Reading text -

How Google API Engagement Data Points Impact SEO

A Google Leaks Deep Dive

Written for & first appeared on Sisters in SEO – quoted by Chima Mmeje for Moz.

The Google API Leak has revealed several engagement data points used as ranking signals. In total, the leak includes 2,569 documents with 14,014 attributes and features related to the API.

So what started all of this?

Well, an anonymous source (later revealed) took the leak to Rand Fishkin, who called on Mike King to help authenticate the documents. They each wrote their analysis, and the SEO industry went wild.

Ultimately Google confirmed the authenticity of the leaked documents to The Verge. Google didn’t intend for this to be leaked…or did they?! Regardless of intent, it should be noted that the leak does seem to corroborate some of the information from DOJ evidence, Google white papers, and patent applications.

As someone who likes reading Google’s patents, I take the Google API Leak as validation & an opportunity to geek out a little, nothing more, nothing less.

TL;DR:
Engagement data, including clickstream information and user interactions, plays a significant role in determining the relevance and is quite likely a subset of ranking signals for search results. This raises important questions about data collection and transparency, necessitating clear communication from Google to maintain user trust.Stefanie Morris

Google’s How Search Works documentation says, “Search algorithms look at many factors and signals.” So what are signals? The search query you used, the relevance and usability of related pages, expertise associated with the query, your location & other settings. Google’s documentation goes on to say, “The weight applied to each factor varies depending on the nature of your query.”

A signal here is something that can be used in the algorithms and systems that make calculations to help determine rankings.

This is accomplished by using signals to create data, broadly called ‘aggregated and anonymized interaction data’. With that data, Google is able to “assess whether search results are relevant to queries.” This data is then used to create a signal to the machine learning system to “to better estimate relevance” of the search results.

Disclaimer: Sisters in SEO often refers and links to websites, tools, apps, and other content that can help improve your skills and build your business. Sometimes, we receive compensation if readers sign up or make a purchase. A sister’s gotta eat!

Extracted data lines -

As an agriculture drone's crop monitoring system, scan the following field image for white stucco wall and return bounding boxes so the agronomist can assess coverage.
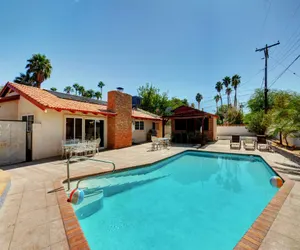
[63,112,107,148]
[217,126,255,139]
[18,97,107,160]
[132,119,162,143]
[32,110,64,160]
[0,100,19,120]
[0,121,26,165]
[18,97,64,160]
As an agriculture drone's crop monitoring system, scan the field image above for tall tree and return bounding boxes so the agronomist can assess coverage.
[214,95,220,112]
[64,86,74,94]
[98,81,105,100]
[196,93,203,110]
[73,83,80,95]
[225,87,232,107]
[78,86,85,96]
[84,89,95,98]
[231,75,241,108]
[26,54,52,88]
[222,76,231,88]
[94,91,102,100]
[137,83,188,115]
[14,73,34,86]
[215,82,223,106]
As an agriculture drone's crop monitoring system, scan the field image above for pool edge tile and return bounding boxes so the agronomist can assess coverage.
[55,179,90,250]
[234,178,295,250]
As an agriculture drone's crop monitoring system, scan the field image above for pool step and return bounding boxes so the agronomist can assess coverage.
[74,188,103,220]
[80,172,167,197]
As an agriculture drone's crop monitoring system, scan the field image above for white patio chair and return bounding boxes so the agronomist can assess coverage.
[151,136,159,151]
[70,142,87,156]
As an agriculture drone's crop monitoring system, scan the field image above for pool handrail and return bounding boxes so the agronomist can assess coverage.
[67,156,116,190]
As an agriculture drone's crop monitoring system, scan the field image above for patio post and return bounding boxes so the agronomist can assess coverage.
[67,157,71,191]
[162,118,165,138]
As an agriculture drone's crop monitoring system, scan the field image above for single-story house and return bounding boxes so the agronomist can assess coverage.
[163,106,218,143]
[0,82,162,160]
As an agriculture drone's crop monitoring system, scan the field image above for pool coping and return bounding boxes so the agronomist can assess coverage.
[54,149,295,250]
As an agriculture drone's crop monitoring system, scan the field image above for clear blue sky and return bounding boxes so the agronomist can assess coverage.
[0,0,300,111]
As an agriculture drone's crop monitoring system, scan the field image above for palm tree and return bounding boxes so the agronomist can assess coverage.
[14,73,34,86]
[222,76,231,88]
[225,87,232,108]
[231,75,241,108]
[196,93,203,110]
[73,83,80,95]
[98,81,105,100]
[26,54,52,88]
[214,95,220,112]
[64,86,74,94]
[84,89,95,98]
[78,86,85,96]
[94,91,102,100]
[215,82,223,106]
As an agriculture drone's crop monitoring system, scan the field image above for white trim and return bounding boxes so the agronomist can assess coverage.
[134,120,145,131]
[62,114,108,149]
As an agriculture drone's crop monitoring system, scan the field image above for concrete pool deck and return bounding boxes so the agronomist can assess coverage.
[0,141,300,250]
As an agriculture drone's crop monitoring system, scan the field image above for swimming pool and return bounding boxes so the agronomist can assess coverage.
[70,151,278,250]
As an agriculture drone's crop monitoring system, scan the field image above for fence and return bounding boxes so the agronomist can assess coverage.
[0,121,26,165]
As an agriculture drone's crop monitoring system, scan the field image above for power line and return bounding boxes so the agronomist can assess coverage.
[273,3,300,56]
[270,55,300,87]
[203,69,264,102]
[269,56,300,78]
[255,41,280,113]
[260,0,272,43]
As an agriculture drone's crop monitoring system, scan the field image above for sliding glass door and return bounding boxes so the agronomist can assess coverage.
[65,117,105,148]
[85,119,104,148]
[96,120,104,148]
[66,118,82,140]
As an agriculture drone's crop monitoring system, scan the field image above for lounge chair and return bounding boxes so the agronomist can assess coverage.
[230,135,241,149]
[151,136,160,151]
[243,138,255,150]
[257,135,270,150]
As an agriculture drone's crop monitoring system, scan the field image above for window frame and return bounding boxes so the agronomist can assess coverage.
[64,117,84,140]
[21,114,35,132]
[134,121,145,131]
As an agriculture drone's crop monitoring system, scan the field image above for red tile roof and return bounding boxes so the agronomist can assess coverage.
[2,83,116,115]
[0,95,20,102]
[132,109,161,121]
[0,82,161,120]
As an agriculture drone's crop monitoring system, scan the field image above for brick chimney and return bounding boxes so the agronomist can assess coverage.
[107,90,132,149]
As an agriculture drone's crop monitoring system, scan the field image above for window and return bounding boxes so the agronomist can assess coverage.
[22,115,34,132]
[135,121,144,130]
[85,120,96,140]
[66,118,82,140]
[204,118,209,131]
[175,119,186,130]
[196,118,209,131]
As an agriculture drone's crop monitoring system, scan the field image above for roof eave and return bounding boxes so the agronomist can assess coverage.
[131,115,162,121]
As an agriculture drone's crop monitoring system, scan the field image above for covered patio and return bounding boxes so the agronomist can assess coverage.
[163,106,217,145]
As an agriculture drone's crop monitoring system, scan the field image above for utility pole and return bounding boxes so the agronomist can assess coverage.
[255,41,280,114]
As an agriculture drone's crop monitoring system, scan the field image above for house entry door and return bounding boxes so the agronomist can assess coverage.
[85,119,104,148]
[22,115,34,161]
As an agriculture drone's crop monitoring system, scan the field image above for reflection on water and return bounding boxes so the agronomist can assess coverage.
[171,157,220,185]
[216,157,241,193]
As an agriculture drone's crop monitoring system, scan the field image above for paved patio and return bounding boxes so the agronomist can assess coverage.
[0,141,300,250]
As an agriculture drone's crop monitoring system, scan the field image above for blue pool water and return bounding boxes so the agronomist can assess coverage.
[74,151,278,250]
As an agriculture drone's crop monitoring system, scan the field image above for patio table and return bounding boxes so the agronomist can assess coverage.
[157,137,170,147]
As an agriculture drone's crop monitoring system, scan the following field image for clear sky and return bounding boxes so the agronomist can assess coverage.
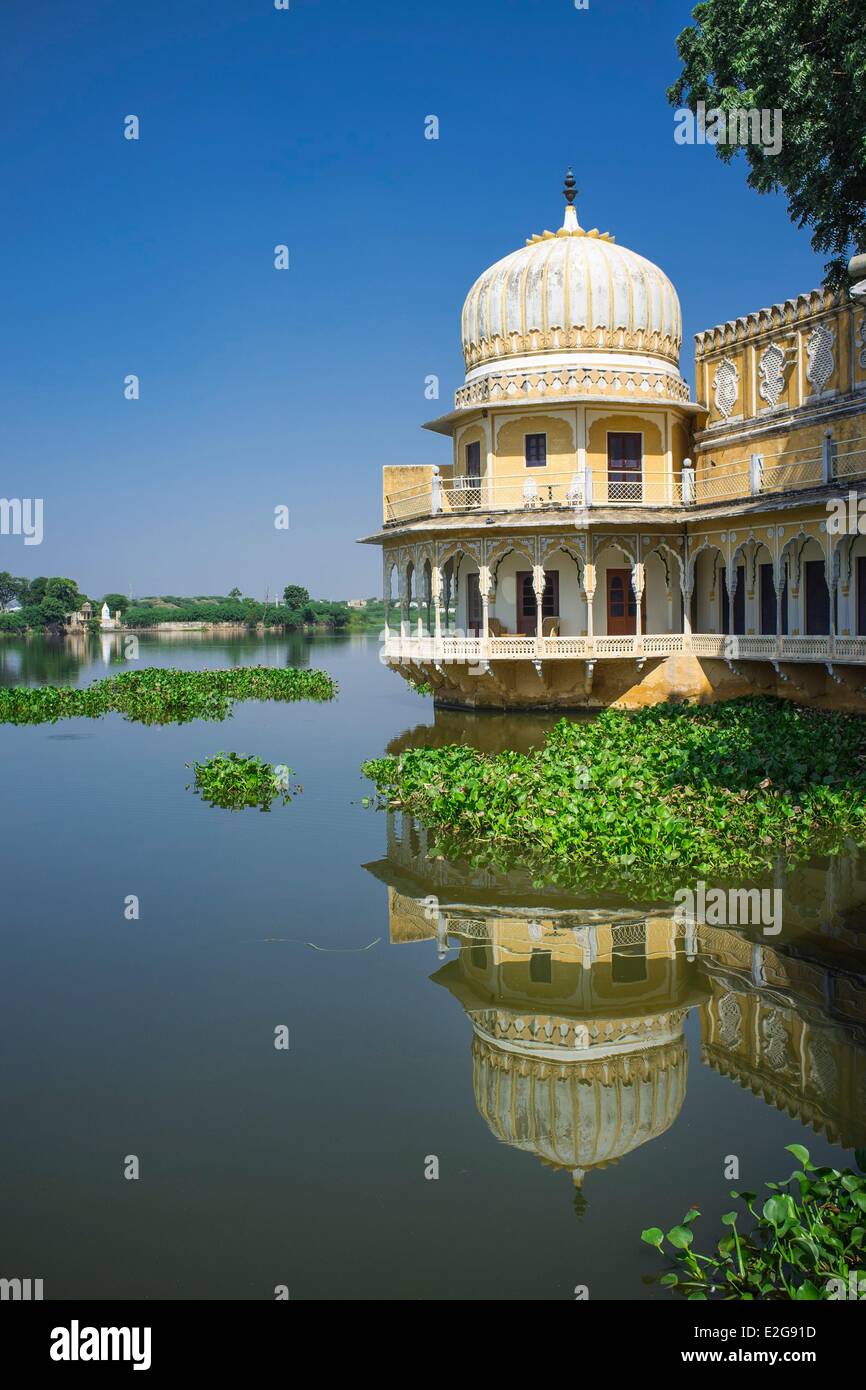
[0,0,822,598]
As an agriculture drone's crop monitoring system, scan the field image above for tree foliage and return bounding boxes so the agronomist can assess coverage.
[667,0,866,288]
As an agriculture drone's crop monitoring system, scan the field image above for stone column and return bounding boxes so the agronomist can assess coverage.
[680,555,695,637]
[631,560,645,642]
[532,564,545,644]
[478,564,491,660]
[431,564,442,657]
[584,564,595,637]
[382,550,391,642]
[399,571,410,639]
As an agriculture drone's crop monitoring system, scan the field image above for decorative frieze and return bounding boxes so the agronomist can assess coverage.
[455,364,688,410]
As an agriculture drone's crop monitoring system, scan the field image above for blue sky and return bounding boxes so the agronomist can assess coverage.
[0,0,822,598]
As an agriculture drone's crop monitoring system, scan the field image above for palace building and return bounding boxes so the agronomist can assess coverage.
[364,171,866,709]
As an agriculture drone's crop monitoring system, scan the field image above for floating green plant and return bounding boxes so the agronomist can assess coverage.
[641,1144,866,1301]
[0,666,336,724]
[186,753,302,810]
[363,698,866,891]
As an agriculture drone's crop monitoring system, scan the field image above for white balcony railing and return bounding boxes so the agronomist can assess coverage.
[382,632,866,664]
[385,435,866,524]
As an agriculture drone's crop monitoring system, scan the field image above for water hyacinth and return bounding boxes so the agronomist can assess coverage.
[186,753,296,810]
[641,1144,866,1302]
[0,666,336,724]
[363,698,866,890]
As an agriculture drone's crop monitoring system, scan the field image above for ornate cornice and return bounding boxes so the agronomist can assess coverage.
[455,363,689,410]
[695,289,849,357]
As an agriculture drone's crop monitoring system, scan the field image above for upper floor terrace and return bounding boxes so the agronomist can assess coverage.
[384,416,866,527]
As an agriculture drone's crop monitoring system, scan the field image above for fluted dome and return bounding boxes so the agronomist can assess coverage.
[459,179,688,403]
[473,1034,688,1183]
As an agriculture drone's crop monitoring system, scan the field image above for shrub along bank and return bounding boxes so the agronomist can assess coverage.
[363,698,866,890]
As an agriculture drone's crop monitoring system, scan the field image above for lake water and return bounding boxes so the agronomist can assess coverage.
[0,634,866,1300]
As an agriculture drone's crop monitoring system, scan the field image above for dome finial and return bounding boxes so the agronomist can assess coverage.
[560,165,581,232]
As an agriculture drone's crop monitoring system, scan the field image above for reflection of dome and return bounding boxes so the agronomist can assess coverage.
[473,1036,688,1183]
[461,181,683,381]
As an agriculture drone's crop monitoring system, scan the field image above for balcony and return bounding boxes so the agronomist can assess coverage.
[382,632,866,666]
[385,467,683,525]
[384,435,866,525]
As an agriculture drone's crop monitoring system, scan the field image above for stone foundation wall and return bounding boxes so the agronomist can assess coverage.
[393,655,866,714]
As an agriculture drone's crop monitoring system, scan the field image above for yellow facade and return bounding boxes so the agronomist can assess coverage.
[367,180,866,709]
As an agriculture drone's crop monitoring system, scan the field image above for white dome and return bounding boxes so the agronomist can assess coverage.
[461,194,683,373]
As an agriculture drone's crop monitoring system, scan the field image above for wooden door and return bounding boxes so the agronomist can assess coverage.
[607,569,646,637]
[514,570,559,637]
[466,574,484,637]
[806,560,830,637]
[721,564,750,637]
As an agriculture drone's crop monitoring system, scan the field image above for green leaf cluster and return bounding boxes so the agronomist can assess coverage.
[641,1144,866,1301]
[186,753,294,810]
[0,666,336,724]
[363,698,866,890]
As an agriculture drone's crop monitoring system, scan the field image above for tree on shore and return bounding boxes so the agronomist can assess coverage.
[667,0,866,289]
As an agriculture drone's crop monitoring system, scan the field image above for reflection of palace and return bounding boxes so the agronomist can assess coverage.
[367,815,866,1186]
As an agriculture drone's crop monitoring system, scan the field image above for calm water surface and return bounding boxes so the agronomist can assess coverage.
[0,635,866,1300]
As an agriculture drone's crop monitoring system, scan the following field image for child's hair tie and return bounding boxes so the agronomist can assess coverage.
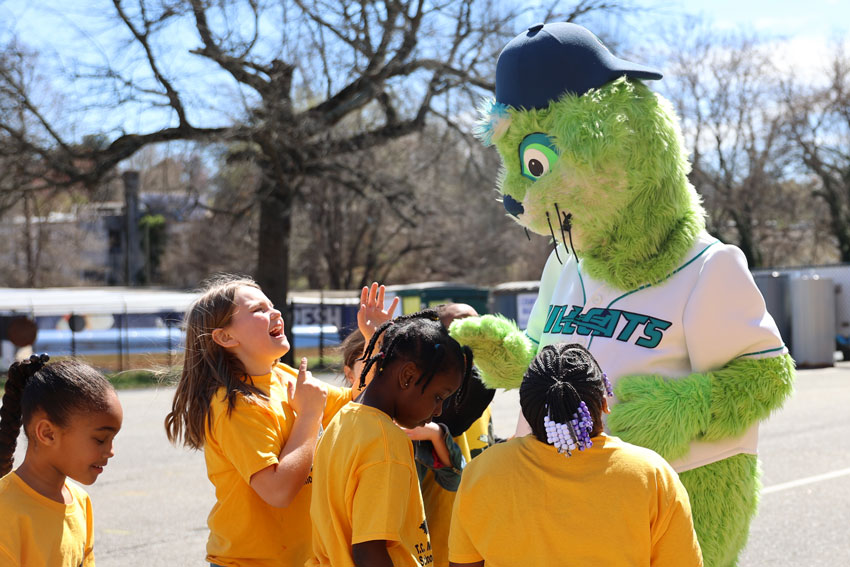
[602,372,614,398]
[543,402,593,457]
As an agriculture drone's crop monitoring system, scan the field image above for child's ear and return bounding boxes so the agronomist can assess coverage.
[398,362,419,390]
[212,328,239,348]
[32,417,59,446]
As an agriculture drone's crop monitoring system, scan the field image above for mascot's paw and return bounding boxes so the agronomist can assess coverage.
[608,374,711,461]
[449,315,534,389]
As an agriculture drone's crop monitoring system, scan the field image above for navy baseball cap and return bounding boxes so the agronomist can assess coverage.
[496,22,661,109]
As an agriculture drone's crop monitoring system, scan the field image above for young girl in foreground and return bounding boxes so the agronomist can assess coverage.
[0,354,123,567]
[309,310,472,567]
[165,276,351,566]
[449,343,702,567]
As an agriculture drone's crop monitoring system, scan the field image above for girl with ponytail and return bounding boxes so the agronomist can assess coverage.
[0,354,124,567]
[449,343,702,567]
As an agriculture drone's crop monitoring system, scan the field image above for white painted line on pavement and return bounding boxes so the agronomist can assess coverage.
[761,468,850,494]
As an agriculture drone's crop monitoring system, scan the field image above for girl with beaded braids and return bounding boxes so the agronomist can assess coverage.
[0,354,124,567]
[307,309,472,567]
[449,343,703,567]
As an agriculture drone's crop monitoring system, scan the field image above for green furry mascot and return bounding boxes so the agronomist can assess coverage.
[451,23,794,567]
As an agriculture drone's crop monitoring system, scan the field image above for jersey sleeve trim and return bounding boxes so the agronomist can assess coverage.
[736,345,785,358]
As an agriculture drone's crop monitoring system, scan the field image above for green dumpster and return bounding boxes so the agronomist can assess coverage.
[385,282,490,315]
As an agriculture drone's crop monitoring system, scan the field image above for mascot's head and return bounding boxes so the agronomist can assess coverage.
[476,23,704,289]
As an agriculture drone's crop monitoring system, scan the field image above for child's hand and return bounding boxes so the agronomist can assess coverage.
[286,358,328,419]
[357,282,398,342]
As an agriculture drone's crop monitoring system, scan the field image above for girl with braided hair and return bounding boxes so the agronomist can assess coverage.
[308,309,472,567]
[0,354,124,567]
[449,343,703,567]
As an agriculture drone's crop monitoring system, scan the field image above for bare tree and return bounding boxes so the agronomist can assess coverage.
[784,44,850,262]
[0,0,644,310]
[660,19,791,266]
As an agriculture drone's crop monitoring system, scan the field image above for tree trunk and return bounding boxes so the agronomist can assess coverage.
[256,187,296,365]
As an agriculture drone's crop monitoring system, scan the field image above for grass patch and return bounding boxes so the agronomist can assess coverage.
[105,370,170,390]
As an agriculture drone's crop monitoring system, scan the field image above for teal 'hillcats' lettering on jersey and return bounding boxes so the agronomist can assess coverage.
[543,305,672,348]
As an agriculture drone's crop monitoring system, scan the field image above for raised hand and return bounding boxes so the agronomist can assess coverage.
[357,282,398,342]
[286,357,328,419]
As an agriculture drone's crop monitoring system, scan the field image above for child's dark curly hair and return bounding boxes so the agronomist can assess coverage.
[0,354,113,477]
[519,343,605,443]
[360,309,472,403]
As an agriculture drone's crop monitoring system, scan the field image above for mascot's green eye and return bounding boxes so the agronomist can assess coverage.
[519,132,558,181]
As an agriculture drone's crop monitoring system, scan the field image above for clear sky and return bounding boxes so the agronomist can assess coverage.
[676,0,850,37]
[0,0,850,139]
[657,0,850,75]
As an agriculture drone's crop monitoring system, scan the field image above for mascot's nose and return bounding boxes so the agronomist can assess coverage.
[502,195,525,217]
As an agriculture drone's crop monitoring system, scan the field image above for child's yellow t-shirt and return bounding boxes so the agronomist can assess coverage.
[449,435,702,567]
[308,403,432,567]
[0,472,94,567]
[421,406,491,567]
[204,364,351,567]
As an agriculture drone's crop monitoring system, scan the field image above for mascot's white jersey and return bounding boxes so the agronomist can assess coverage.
[526,233,787,472]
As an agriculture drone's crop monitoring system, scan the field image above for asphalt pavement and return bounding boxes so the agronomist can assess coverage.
[11,363,850,567]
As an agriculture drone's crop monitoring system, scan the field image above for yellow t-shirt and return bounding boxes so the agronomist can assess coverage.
[449,435,702,567]
[0,472,94,567]
[307,404,432,567]
[204,364,351,567]
[421,407,490,567]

What to work on -
1. Retype the portion of the Google leak article that begins at the words containing "Ultimately Google confirmed" and ends after "and patent applications.".
2. According to the Google leak article, how many attributes and features related to the API does the leak include?
These lines have no connection to the Google leak article.

Responses by task -
1.
Ultimately Google confirmed the authenticity of the leaked documents to The Verge. Google didn’t intend for this to be leaked…or did they?! Regardless of intent, it should be noted that the leak does seem to corroborate some of the information from DOJ evidence, Google white papers, and patent applications.

2. 14,014